▶ Exercice écrit: Ajoutez 101 à chaque coordonnée des réponses et recopiez toutes les lignes, consignes comprises, en commençant au début des items et en terminant à la ligne qui contient « 551], [696, 549]] », celle-ci incluse.

▶ Données enregistrées:
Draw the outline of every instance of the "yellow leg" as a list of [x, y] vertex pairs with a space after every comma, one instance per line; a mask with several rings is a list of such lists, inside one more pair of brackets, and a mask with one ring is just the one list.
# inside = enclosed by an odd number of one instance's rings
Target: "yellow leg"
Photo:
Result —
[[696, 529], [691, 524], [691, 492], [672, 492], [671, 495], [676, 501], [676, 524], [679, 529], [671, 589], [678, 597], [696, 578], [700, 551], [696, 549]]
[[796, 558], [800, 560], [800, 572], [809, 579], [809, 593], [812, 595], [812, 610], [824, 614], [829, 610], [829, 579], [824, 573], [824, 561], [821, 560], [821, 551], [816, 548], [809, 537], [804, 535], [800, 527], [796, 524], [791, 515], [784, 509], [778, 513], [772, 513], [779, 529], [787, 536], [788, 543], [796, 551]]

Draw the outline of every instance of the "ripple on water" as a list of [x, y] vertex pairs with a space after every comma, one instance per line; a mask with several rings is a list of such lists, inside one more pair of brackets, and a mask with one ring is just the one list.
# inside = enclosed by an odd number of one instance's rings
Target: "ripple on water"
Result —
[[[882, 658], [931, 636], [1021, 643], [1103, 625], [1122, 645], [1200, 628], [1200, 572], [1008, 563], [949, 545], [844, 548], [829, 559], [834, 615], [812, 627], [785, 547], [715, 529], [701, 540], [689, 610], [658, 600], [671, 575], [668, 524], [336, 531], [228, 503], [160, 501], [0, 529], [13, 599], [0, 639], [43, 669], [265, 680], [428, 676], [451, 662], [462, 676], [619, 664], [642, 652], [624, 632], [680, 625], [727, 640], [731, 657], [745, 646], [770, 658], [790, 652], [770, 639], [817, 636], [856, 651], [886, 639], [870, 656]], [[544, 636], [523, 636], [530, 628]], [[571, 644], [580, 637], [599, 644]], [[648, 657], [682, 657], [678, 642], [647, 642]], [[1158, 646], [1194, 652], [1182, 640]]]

▶ Résultat correct:
Draw the outline of every instance of the "yellow leg" as a list of [x, y] vertex pairs with a space after every comma, one instance per line; a mask with several rings is a list of such lists, inside one more pair of brackets, and a mask with one ring is just the one list.
# inside = enclosed by an odd number of one instance's rings
Target: "yellow leg"
Photo:
Result —
[[797, 630], [792, 625], [792, 593], [773, 593], [772, 596], [777, 602], [777, 625], [780, 630], [772, 690], [779, 698], [797, 679], [801, 652], [797, 650]]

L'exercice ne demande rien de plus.